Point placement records
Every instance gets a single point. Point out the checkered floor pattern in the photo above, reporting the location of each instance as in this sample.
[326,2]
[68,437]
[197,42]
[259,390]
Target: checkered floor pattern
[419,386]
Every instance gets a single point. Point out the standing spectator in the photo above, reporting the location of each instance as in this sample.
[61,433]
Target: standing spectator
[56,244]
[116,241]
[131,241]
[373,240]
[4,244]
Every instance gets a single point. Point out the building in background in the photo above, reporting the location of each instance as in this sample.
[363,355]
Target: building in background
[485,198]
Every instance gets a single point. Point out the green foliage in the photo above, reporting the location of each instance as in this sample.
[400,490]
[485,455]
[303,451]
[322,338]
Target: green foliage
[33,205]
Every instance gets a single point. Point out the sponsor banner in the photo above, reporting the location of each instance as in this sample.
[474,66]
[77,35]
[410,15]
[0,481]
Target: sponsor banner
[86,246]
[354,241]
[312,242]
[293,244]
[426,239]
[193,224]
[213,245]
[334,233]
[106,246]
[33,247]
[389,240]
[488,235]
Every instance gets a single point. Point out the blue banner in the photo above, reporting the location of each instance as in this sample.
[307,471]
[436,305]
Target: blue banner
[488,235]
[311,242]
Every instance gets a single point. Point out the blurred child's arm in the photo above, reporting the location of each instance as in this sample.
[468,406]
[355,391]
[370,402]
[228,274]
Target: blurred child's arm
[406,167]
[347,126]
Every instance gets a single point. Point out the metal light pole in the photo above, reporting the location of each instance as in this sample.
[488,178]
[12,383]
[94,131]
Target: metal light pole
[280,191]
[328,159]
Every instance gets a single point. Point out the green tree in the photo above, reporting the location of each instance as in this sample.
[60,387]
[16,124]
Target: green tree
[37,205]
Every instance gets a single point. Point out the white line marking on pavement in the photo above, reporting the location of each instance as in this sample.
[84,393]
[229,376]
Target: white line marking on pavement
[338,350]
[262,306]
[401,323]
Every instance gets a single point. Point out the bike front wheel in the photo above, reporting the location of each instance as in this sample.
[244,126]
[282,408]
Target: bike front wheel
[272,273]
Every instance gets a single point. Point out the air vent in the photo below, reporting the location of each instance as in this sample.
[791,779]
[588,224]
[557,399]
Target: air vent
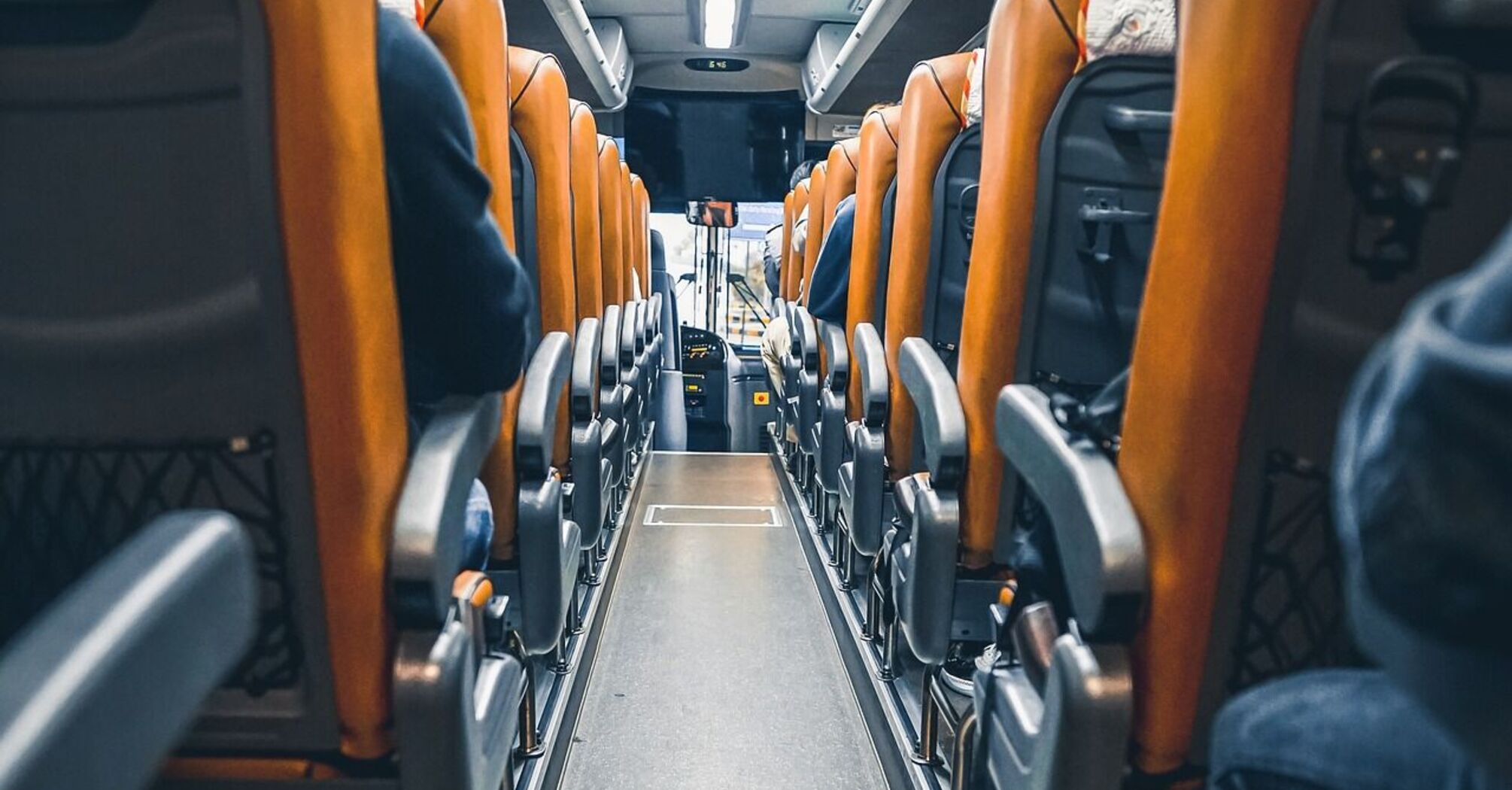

Exercise objective
Select each line in the entries above that contains the word "metal" and copy it in full.

Solution for this problem
Every instance gets a single point. Point out the metal light pole in the photo above, reporting the location of each instance as in this sample.
Target: metal light pole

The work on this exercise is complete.